WORK REQUEST
Check each line of the data below for the word "open". How many lines have it? Answer with the number alone.

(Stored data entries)

╭──

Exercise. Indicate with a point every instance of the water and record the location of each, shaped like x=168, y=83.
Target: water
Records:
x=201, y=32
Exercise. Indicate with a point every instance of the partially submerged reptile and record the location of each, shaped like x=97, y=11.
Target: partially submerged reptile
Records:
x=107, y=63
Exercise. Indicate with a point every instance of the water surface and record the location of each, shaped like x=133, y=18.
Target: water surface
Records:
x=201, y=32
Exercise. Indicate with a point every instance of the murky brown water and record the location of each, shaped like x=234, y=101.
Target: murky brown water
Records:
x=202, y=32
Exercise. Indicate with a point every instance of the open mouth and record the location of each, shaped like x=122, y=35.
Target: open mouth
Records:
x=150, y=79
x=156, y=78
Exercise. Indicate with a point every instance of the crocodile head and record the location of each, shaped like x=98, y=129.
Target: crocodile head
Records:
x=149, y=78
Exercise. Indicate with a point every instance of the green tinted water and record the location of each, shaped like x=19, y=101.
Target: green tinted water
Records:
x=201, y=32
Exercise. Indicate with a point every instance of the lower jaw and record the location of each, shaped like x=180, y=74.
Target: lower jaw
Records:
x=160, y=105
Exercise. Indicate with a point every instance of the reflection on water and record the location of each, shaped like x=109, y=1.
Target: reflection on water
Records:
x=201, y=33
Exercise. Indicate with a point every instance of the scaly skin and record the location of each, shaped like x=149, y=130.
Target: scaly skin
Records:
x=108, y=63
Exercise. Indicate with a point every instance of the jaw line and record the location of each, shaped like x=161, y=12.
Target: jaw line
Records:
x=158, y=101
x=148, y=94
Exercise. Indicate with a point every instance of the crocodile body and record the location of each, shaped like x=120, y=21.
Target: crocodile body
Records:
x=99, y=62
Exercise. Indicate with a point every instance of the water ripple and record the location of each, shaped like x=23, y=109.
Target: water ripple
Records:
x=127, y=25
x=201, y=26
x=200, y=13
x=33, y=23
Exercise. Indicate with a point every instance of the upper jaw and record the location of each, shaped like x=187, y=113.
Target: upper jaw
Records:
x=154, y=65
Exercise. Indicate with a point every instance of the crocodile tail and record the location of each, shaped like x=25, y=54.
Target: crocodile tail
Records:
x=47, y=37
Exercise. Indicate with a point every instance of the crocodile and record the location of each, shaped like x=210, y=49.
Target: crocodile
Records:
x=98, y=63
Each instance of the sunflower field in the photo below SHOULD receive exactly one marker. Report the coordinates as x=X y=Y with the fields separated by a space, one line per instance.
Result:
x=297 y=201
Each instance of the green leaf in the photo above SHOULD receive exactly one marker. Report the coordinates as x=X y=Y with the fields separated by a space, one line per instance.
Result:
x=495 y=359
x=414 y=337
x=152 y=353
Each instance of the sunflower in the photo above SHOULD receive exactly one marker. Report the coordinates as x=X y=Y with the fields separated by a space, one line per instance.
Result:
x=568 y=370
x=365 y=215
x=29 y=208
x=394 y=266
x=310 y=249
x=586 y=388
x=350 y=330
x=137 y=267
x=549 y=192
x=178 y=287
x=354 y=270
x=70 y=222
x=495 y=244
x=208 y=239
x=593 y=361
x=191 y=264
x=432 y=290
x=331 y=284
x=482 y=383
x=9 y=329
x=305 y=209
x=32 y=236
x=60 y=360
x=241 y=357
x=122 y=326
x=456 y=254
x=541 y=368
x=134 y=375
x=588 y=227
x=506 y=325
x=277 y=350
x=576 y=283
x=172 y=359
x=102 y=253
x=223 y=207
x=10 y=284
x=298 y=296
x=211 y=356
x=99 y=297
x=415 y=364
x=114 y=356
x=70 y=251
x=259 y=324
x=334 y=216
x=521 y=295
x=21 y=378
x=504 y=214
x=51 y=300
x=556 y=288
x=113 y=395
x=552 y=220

╰──

RESULT OF THE TASK
2